Assigned task
An exact copy of every entry is needed, without the pictures.

Available data
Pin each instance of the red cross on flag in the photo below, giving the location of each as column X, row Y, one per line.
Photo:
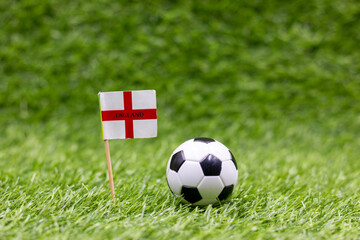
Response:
column 128, row 114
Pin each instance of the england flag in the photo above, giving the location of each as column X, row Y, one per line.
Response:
column 128, row 114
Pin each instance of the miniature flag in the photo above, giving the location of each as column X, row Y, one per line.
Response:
column 128, row 114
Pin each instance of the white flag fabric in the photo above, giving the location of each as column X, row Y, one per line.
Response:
column 128, row 114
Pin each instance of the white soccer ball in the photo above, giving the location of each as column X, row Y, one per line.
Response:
column 202, row 171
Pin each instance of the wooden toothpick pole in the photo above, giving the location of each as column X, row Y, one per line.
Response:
column 108, row 160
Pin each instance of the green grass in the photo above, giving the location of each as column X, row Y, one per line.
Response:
column 276, row 82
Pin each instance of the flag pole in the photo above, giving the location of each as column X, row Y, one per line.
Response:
column 108, row 160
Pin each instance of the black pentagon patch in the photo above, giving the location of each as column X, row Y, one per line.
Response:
column 233, row 159
column 177, row 160
column 191, row 194
column 211, row 165
column 204, row 140
column 225, row 193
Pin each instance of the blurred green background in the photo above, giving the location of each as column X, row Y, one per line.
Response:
column 278, row 82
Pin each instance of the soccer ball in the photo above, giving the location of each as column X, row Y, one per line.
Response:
column 202, row 171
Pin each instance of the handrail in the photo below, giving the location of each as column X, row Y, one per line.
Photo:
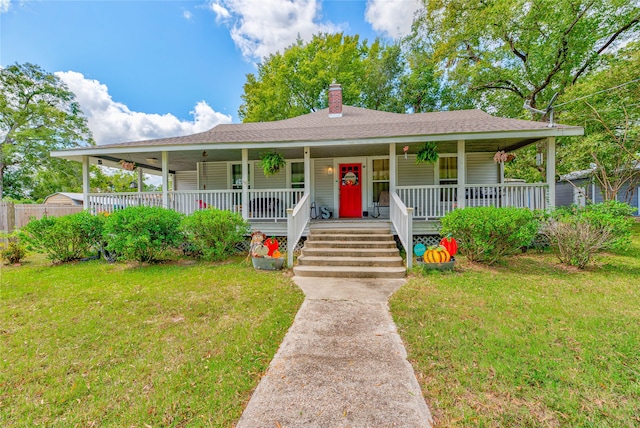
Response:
column 402, row 219
column 297, row 219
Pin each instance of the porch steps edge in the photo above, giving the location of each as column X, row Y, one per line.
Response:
column 350, row 271
column 350, row 261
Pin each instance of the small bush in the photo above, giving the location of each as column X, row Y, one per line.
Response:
column 65, row 238
column 142, row 234
column 213, row 233
column 486, row 234
column 576, row 234
column 15, row 250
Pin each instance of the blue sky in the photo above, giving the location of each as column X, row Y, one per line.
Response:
column 149, row 69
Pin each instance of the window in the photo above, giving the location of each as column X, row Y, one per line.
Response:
column 380, row 171
column 448, row 170
column 297, row 175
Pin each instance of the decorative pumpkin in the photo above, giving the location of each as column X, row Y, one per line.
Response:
column 272, row 245
column 449, row 242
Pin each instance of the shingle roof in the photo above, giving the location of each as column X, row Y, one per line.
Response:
column 355, row 123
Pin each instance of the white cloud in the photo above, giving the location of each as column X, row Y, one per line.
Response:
column 4, row 5
column 113, row 122
column 392, row 17
column 262, row 27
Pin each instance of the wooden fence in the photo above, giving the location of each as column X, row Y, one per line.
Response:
column 14, row 216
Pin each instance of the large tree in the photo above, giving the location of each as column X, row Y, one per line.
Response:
column 508, row 52
column 38, row 113
column 295, row 82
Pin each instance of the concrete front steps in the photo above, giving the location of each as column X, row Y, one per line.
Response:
column 354, row 252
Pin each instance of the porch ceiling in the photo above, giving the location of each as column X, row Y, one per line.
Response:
column 185, row 160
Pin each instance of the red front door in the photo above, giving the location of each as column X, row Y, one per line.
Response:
column 350, row 190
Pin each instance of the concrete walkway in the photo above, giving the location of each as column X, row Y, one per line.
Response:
column 341, row 364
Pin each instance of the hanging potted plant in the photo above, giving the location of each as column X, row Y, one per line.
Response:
column 271, row 163
column 128, row 166
column 427, row 153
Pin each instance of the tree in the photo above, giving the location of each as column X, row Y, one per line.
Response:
column 606, row 105
column 507, row 52
column 295, row 82
column 38, row 114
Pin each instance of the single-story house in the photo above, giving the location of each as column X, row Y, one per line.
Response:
column 342, row 162
column 578, row 187
column 65, row 198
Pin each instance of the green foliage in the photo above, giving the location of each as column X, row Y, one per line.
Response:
column 487, row 234
column 427, row 153
column 14, row 251
column 271, row 163
column 142, row 234
column 65, row 238
column 576, row 234
column 214, row 233
column 611, row 118
column 38, row 114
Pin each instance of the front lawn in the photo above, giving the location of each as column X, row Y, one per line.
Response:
column 93, row 344
column 528, row 343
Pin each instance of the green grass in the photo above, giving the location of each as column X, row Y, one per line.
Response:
column 179, row 344
column 528, row 343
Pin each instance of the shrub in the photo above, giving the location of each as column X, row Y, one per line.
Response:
column 65, row 238
column 214, row 233
column 576, row 234
column 142, row 234
column 15, row 251
column 486, row 234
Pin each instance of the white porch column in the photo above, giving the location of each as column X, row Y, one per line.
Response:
column 245, row 183
column 140, row 179
column 462, row 173
column 393, row 164
column 307, row 170
column 551, row 171
column 165, row 179
column 86, row 186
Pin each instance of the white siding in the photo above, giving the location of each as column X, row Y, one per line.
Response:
column 481, row 169
column 214, row 177
column 278, row 181
column 412, row 174
column 323, row 184
column 186, row 180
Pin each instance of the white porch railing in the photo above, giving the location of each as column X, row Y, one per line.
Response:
column 297, row 219
column 429, row 201
column 437, row 201
column 402, row 220
column 109, row 202
column 264, row 204
column 188, row 201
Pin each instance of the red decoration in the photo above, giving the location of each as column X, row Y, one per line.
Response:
column 449, row 242
column 272, row 245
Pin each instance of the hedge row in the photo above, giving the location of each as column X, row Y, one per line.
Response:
column 143, row 234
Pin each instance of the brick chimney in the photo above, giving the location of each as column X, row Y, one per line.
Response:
column 335, row 100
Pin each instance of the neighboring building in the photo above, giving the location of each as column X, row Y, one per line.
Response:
column 342, row 162
column 578, row 187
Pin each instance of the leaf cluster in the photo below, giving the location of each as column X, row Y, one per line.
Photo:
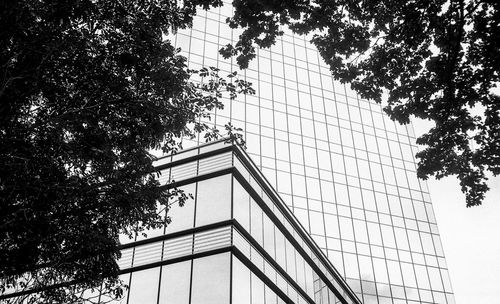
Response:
column 87, row 90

Solution
Pin each instance of the red cross on flag in the photo below, giving the location of each as column X, row Y, one per line.
Photo:
Response:
column 128, row 114
Pin each instance of the england flag in the photo above, giving the location of each as column X, row Y, one per line.
Response:
column 128, row 114
Pin each instance of the miniature flag in the photo above, giving the location of each as column X, row Y, one per line.
Response:
column 128, row 114
Pin each instance of the white flag fabric in the photo above, giving the location of each as column X, row Y, one per line.
Response:
column 128, row 114
Pin each instance of the white soccer ball in the photo above, giving the location of each as column X, row Y, one per line.
Response:
column 202, row 171
Pin each instance of the wooden toothpick pole in the photo above, giving the location of each as column X, row Y, one per line.
Response:
column 108, row 160
Pin each instance of the green grass in the photo above, giving the location of each as column X, row Y, one per line.
Response:
column 276, row 82
Pin each instance of the flag pole in the photo above, giving the location of each as column X, row Y, one per line.
Response:
column 108, row 160
Pin each instance of the black pentagon patch in the photo above, giving the location of each as column X, row Y, one per line.
Response:
column 233, row 159
column 177, row 160
column 191, row 194
column 211, row 165
column 204, row 140
column 225, row 193
Pin each instance of the blurred green background in the photo above, giving the location of each as column X, row Y, one per line.
Response:
column 278, row 82
Pin each instance of the soccer ball in the photo above, giving the location of each as column X, row Y, one per line.
Response:
column 202, row 171
Pin each instance of the handrail in the photo below, giving the location of each as column X, row Y, one per line.
Photo:
Response:
column 402, row 219
column 297, row 219
Pin each instance of the porch steps edge in the photo above, giving the location of each as column X, row Y, one per line.
Response:
column 350, row 271
column 350, row 261
Pin each instance of the small bush in the photo above, giving the location of each as column X, row Y, one per line.
Response:
column 65, row 238
column 142, row 234
column 213, row 233
column 486, row 234
column 576, row 234
column 15, row 250
Pin each instance of the blue sky in the photo above, giving the location of each as column X, row Y, one per line.
Response:
column 149, row 69
Pin each instance of the window in the photo above, giving the location of each as column X, row Y, one per line.
Response:
column 380, row 171
column 448, row 170
column 297, row 175
Pin each instance of the decorative pumpkin in the photo above, giving the location of each as column X, row Y, one per line.
Response:
column 272, row 245
column 449, row 242
Pin each instance of the shingle roof in the photo above, giving the location of each as column X, row Y, one per line.
Response:
column 355, row 123
Pin each instance of the white cloud in the photo above, giving the location of each as column X, row Y, one per line.
Response:
column 4, row 5
column 113, row 122
column 392, row 17
column 262, row 27
Pin each instance of the wooden fence in the photo above, giving the location of each as column X, row Y, one per line.
Response:
column 14, row 216
Pin each instance of the large tree in the photo above, giving the location of each as column X, row Y, one per line.
Response:
column 508, row 52
column 38, row 113
column 295, row 82
Pin each instance of the concrete front steps in the photo above, giving the location of each as column X, row Y, one per line.
Response:
column 354, row 252
Pin each instance of the porch ceiling in the photo above, giving the location of each as column X, row Y, one per line.
Response:
column 185, row 160
Pin each instance of the red front door in the photo above, giving the location of each as column X, row Y, one per line.
Response:
column 350, row 190
Pin each instance of the concrete walkway in the photo above, giving the location of each as column X, row Y, one per line.
Response:
column 341, row 364
Pin each instance of the hanging potted plant in the photo above, giving the location of each as column X, row Y, one per line.
Response:
column 271, row 163
column 128, row 166
column 427, row 153
Pin each instance of the tree in the photo above, giving the location of each as column X, row Y, one per line.
Response:
column 606, row 105
column 507, row 52
column 295, row 82
column 38, row 114
Pin each instance of the single-story house in the photo above, giving the location of each as column X, row Y, one per line.
Response:
column 342, row 162
column 578, row 187
column 65, row 198
Pin each instance of the green foliage in the photo above, giving the location of each as column X, row Y, one per line.
Response:
column 487, row 234
column 427, row 153
column 14, row 251
column 271, row 163
column 142, row 234
column 65, row 238
column 576, row 234
column 214, row 233
column 611, row 118
column 38, row 114
Pin each instance of the front lawn in the photo above, giving the location of each as column X, row Y, one per line.
Response:
column 93, row 344
column 528, row 343
Pin each instance of the green grass in the photo above, giving the location of each as column X, row Y, one per line.
Response:
column 179, row 344
column 528, row 343
Pin each instance of the shrub in the photo above, giving the location of each as column X, row Y, one per line.
Response:
column 65, row 238
column 214, row 233
column 576, row 234
column 142, row 234
column 15, row 251
column 486, row 234
Pin each instance of the white porch column in the photo above, giving the location of each as column X, row Y, one per line.
Response:
column 245, row 183
column 140, row 179
column 462, row 173
column 393, row 164
column 307, row 170
column 551, row 171
column 165, row 179
column 86, row 186
Pin each instance of the white siding in the photo above, giving the location of each as column X, row Y, one per line.
Response:
column 481, row 169
column 214, row 177
column 278, row 181
column 412, row 174
column 323, row 184
column 186, row 180
Pin each instance of the white porch railing in the photo above, giving the location of each as column X, row Y, one per line.
Response:
column 297, row 219
column 429, row 201
column 437, row 201
column 402, row 220
column 109, row 202
column 264, row 204
column 188, row 201
Pin each instance of the red decoration in the photo above, giving the location of each as column X, row Y, one per line.
Response:
column 449, row 242
column 272, row 245
Pin each instance of the hedge row in the photo above, giving the location of each as column X, row Y, one per line.
Response:
column 143, row 234
Pin each instance of the brick chimney in the photo above, giving the location of each as column X, row Y, one per line.
Response:
column 335, row 100
Pin each instance of the neighboring building in the photo above, giving the location of each as column X, row Y, one per line.
Response:
column 342, row 162
column 578, row 187
Pin each instance of the leaf cluster in the photo below, giving the location of each as column X, row Y, one per line.
Photo:
Response:
column 87, row 90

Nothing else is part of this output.